- Exercise -
Rewrite every line of the entries below as a Markdown table with the columns "n" for the row number and "Line" for the line itself, skipping blank lines. Leave the pictures out of the table.

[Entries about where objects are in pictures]
[start]

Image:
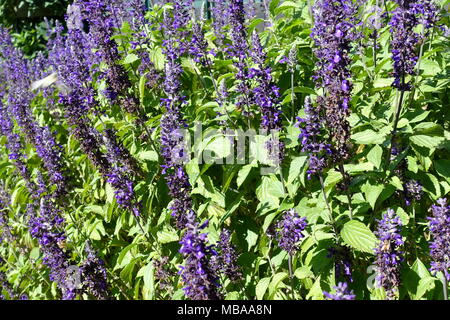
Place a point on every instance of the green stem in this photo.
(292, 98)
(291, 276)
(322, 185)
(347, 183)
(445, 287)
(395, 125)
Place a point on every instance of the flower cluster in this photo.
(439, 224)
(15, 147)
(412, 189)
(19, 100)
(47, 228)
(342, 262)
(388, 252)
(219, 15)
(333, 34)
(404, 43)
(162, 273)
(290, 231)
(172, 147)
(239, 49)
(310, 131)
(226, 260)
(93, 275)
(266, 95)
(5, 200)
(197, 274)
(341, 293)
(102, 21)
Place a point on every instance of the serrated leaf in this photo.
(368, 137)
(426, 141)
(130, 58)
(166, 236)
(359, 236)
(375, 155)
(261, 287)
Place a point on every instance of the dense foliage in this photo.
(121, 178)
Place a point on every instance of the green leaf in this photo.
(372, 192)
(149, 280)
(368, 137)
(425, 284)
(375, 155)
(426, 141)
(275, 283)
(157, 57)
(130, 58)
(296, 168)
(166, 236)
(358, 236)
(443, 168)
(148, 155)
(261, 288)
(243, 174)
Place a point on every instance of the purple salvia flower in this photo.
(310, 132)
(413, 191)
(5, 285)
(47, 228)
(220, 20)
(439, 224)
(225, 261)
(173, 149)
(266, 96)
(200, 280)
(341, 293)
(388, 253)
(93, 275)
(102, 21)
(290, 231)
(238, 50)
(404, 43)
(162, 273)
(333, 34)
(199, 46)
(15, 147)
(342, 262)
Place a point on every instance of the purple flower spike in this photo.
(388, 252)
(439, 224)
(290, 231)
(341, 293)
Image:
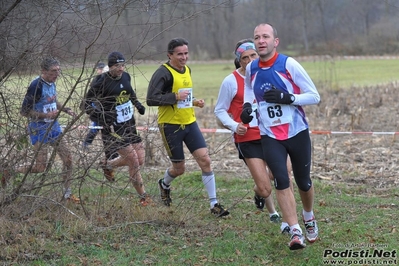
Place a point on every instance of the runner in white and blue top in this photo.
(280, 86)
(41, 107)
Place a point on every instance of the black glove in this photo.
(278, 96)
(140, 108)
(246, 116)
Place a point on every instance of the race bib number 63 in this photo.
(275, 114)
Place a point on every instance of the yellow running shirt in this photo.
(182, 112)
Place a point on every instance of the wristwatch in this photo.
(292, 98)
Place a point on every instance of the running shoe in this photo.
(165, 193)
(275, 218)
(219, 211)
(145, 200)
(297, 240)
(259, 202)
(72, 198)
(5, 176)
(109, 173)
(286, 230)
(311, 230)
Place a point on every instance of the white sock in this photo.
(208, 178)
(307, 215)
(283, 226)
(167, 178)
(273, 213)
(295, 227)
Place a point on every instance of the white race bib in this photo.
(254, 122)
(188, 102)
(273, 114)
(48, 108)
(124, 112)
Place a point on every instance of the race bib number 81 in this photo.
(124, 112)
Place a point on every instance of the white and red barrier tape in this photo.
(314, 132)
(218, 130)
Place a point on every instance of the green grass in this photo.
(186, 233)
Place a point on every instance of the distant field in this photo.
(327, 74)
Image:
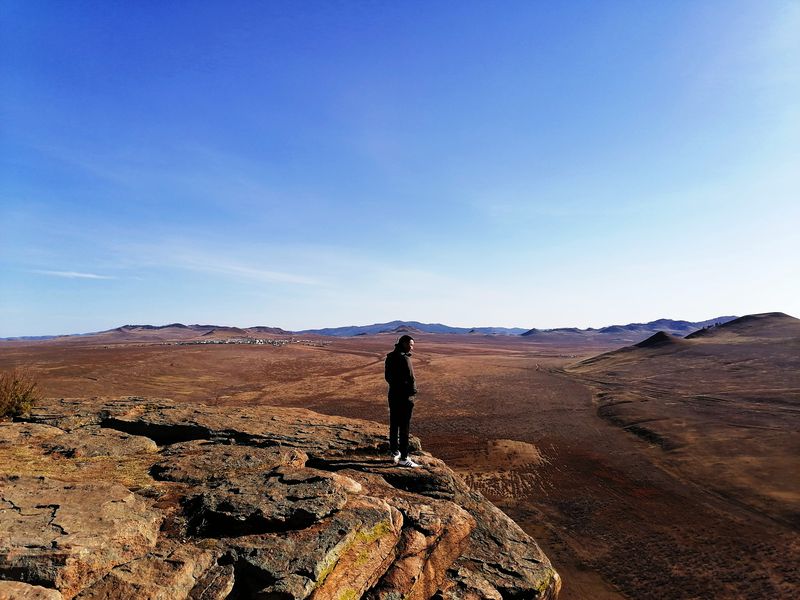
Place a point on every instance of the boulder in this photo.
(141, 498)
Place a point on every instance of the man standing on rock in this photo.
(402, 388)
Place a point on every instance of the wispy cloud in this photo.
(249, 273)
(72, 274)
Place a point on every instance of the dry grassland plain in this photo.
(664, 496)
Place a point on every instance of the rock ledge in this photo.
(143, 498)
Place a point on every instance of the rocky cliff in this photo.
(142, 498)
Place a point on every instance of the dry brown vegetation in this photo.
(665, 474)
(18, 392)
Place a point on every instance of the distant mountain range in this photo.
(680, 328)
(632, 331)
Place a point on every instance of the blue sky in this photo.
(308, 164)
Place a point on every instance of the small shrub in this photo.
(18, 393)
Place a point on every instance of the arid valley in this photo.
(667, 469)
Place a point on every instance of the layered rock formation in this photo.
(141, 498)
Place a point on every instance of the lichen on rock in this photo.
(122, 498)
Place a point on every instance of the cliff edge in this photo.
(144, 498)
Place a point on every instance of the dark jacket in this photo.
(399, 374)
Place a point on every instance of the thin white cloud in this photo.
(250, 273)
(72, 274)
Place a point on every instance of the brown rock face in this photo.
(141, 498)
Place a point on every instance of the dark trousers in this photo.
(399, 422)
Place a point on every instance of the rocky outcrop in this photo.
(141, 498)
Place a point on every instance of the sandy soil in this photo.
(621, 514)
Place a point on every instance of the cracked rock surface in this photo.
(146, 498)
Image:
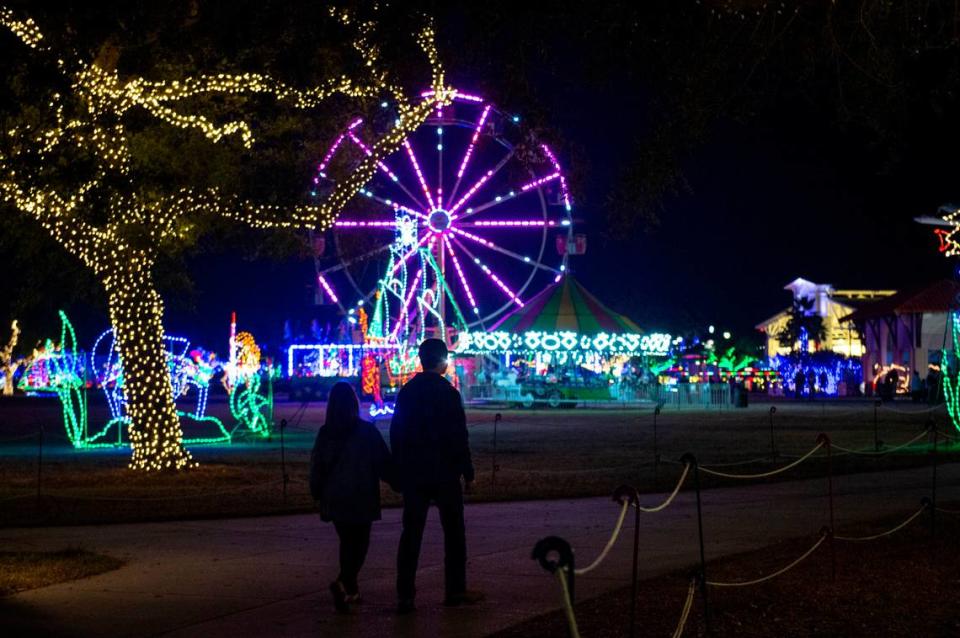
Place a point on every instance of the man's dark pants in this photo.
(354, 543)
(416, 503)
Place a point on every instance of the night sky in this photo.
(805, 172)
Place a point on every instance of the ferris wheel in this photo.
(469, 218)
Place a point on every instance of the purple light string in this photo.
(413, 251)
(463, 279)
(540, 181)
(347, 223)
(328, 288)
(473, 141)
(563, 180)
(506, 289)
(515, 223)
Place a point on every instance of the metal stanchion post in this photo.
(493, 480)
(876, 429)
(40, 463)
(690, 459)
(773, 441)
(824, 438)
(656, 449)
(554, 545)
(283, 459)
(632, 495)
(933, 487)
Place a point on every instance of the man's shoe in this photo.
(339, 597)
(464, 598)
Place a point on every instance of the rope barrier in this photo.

[end]

- Problem solution -
| n | Line |
|---|---|
| 1 | Image: |
| 2 | Place a point on every instance of the green stem in this photo. |
| 3 | (292, 98) |
| 4 | (291, 276) |
| 5 | (322, 185) |
| 6 | (347, 183) |
| 7 | (445, 287) |
| 8 | (395, 125) |
| 9 | Place a point on every instance of the flower cluster in this photo. |
| 10 | (439, 224) |
| 11 | (15, 147) |
| 12 | (412, 189) |
| 13 | (19, 100) |
| 14 | (47, 228) |
| 15 | (342, 262) |
| 16 | (388, 252) |
| 17 | (219, 15) |
| 18 | (333, 34) |
| 19 | (404, 43) |
| 20 | (162, 273) |
| 21 | (290, 231) |
| 22 | (172, 147) |
| 23 | (239, 49) |
| 24 | (310, 131) |
| 25 | (226, 260) |
| 26 | (93, 275) |
| 27 | (266, 95) |
| 28 | (5, 200) |
| 29 | (197, 274) |
| 30 | (341, 293) |
| 31 | (102, 21) |
| 32 | Place a point on every instance of the serrated leaf in this photo. |
| 33 | (368, 137) |
| 34 | (426, 141) |
| 35 | (130, 58) |
| 36 | (166, 236) |
| 37 | (359, 236) |
| 38 | (375, 155) |
| 39 | (261, 287) |
| 40 | Place a point on every instance of the dense foliage in this photo. |
| 41 | (121, 178) |
| 42 | Place a point on every instance of the green leaf in this photo. |
| 43 | (372, 192) |
| 44 | (149, 280) |
| 45 | (368, 137) |
| 46 | (425, 284) |
| 47 | (375, 155) |
| 48 | (426, 141) |
| 49 | (275, 283) |
| 50 | (157, 57) |
| 51 | (130, 58) |
| 52 | (296, 168) |
| 53 | (166, 236) |
| 54 | (358, 236) |
| 55 | (443, 168) |
| 56 | (148, 155) |
| 57 | (261, 288) |
| 58 | (243, 174) |
| 59 | Place a point on every instance of the purple salvia flower in this photo. |
| 60 | (310, 132) |
| 61 | (413, 191) |
| 62 | (5, 285) |
| 63 | (47, 228) |
| 64 | (220, 20) |
| 65 | (439, 224) |
| 66 | (225, 261) |
| 67 | (173, 149) |
| 68 | (266, 96) |
| 69 | (200, 280) |
| 70 | (341, 293) |
| 71 | (388, 253) |
| 72 | (93, 275) |
| 73 | (102, 21) |
| 74 | (290, 231) |
| 75 | (238, 50) |
| 76 | (404, 43) |
| 77 | (162, 273) |
| 78 | (333, 34) |
| 79 | (199, 46) |
| 80 | (15, 147) |
| 81 | (342, 262) |
| 82 | Place a point on every instance of the purple flower spike in this photo. |
| 83 | (388, 252) |
| 84 | (439, 224) |
| 85 | (290, 231) |
| 86 | (341, 293) |
| 87 | Image: |
| 88 | Place a point on every instance of the runner in white and blue top in this photo. |
| 89 | (280, 86) |
| 90 | (41, 107) |
| 91 | Place a point on every instance of the black glove in this photo. |
| 92 | (278, 96) |
| 93 | (140, 108) |
| 94 | (246, 116) |
| 95 | Place a point on every instance of the race bib number 63 in this photo. |
| 96 | (275, 114) |
| 97 | Place a point on every instance of the yellow running shirt in this photo. |
| 98 | (182, 112) |
| 99 | Place a point on every instance of the wristwatch in this photo. |
| 100 | (292, 98) |
| 101 | Place a point on every instance of the running shoe in this photo. |
| 102 | (165, 193) |
| 103 | (275, 218) |
| 104 | (219, 211) |
| 105 | (145, 200) |
| 106 | (297, 240) |
| 107 | (259, 202) |
| 108 | (72, 198) |
| 109 | (5, 176) |
| 110 | (109, 173) |
| 111 | (286, 230) |
| 112 | (311, 230) |
| 113 | Place a point on every instance of the white sock in this photo. |
| 114 | (208, 178) |
| 115 | (307, 215) |
| 116 | (283, 226) |
| 117 | (167, 178) |
| 118 | (273, 213) |
| 119 | (295, 227) |
| 120 | Place a point on every instance of the white race bib in this photo. |
| 121 | (254, 122) |
| 122 | (188, 102) |
| 123 | (273, 114) |
| 124 | (48, 108) |
| 125 | (124, 112) |
| 126 | Place a point on every instance of the race bib number 81 in this photo. |
| 127 | (124, 112) |
| 128 | Place a point on every instance of the white and red barrier tape in this photo. |
| 129 | (314, 132) |
| 130 | (218, 130) |
| 131 | Place a point on every instance of the green grass in this photo. |
| 132 | (186, 233) |
| 133 | Place a point on every instance of the distant field in this photo. |
| 134 | (327, 74) |
| 135 | Image: |
| 136 | Place a point on every instance of the boulder in this photo. |
| 137 | (141, 498) |
| 138 | Place a point on every instance of the man standing on rock in this photo. |
| 139 | (402, 388) |
| 140 | Place a point on every instance of the wispy cloud in this photo. |
| 141 | (249, 273) |
| 142 | (72, 274) |
| 143 | Place a point on every instance of the dry grassland plain in this photo. |
| 144 | (664, 496) |
| 145 | Place a point on every instance of the rock ledge in this photo. |
| 146 | (143, 498) |
| 147 | Place a point on every instance of the rocky cliff in this photo. |
| 148 | (142, 498) |
| 149 | Place a point on every instance of the dry brown vegetation in this photo. |
| 150 | (665, 474) |
| 151 | (18, 392) |
| 152 | Place a point on every instance of the distant mountain range in this photo. |
| 153 | (680, 328) |
| 154 | (632, 331) |
| 155 | Place a point on every instance of the blue sky in this photo. |
| 156 | (308, 164) |
| 157 | Place a point on every instance of the small shrub in this photo. |
| 158 | (18, 393) |
| 159 | Place a point on every instance of the arid valley in this photo. |
| 160 | (667, 469) |
| 161 | Place a point on every instance of the layered rock formation in this photo. |
| 162 | (141, 498) |
| 163 | Place a point on every instance of the lichen on rock in this photo. |
| 164 | (122, 498) |
| 165 | Place a point on every instance of the cliff edge in this photo. |
| 166 | (144, 498) |
| 167 | Place a point on every instance of the dark jacket in this photo. |
| 168 | (399, 374) |
| 169 | Place a point on every instance of the thin white cloud in this photo. |
| 170 | (250, 273) |
| 171 | (72, 274) |
| 172 | Place a point on every instance of the brown rock face in this photo. |
| 173 | (141, 498) |
| 174 | Place a point on every instance of the dark trousers in this photo. |
| 175 | (399, 422) |
| 176 | Place a point on every instance of the rocky outcrop in this photo. |
| 177 | (141, 498) |
| 178 | Place a point on every instance of the sandy soil in this photo. |
| 179 | (621, 514) |
| 180 | Place a point on every instance of the cracked rock surface in this photo. |
| 181 | (146, 498) |
| 182 | Image: |
| 183 | Place a point on every instance of the man's dark pants in this photo. |
| 184 | (354, 543) |
| 185 | (416, 503) |
| 186 | Place a point on every instance of the night sky in this photo. |
| 187 | (805, 172) |
| 188 | Place a point on every instance of the ferris wheel in this photo. |
| 189 | (469, 218) |
| 190 | Place a point on every instance of the purple light string in this photo. |
| 191 | (413, 251) |
| 192 | (463, 279) |
| 193 | (540, 181) |
| 194 | (347, 223) |
| 195 | (328, 288) |
| 196 | (473, 141) |
| 197 | (563, 180) |
| 198 | (506, 289) |
| 199 | (515, 223) |
| 200 | Place a point on every instance of the metal stanchion post in this photo. |
| 201 | (493, 480) |
| 202 | (876, 429) |
| 203 | (40, 463) |
| 204 | (690, 459) |
| 205 | (773, 441) |
| 206 | (824, 438) |
| 207 | (656, 449) |
| 208 | (554, 545) |
| 209 | (283, 459) |
| 210 | (632, 495) |
| 211 | (933, 487) |
| 212 | Place a point on every instance of the man's shoe in this photo. |
| 213 | (339, 597) |
| 214 | (464, 598) |
| 215 | Place a point on every instance of the rope barrier in this photo. |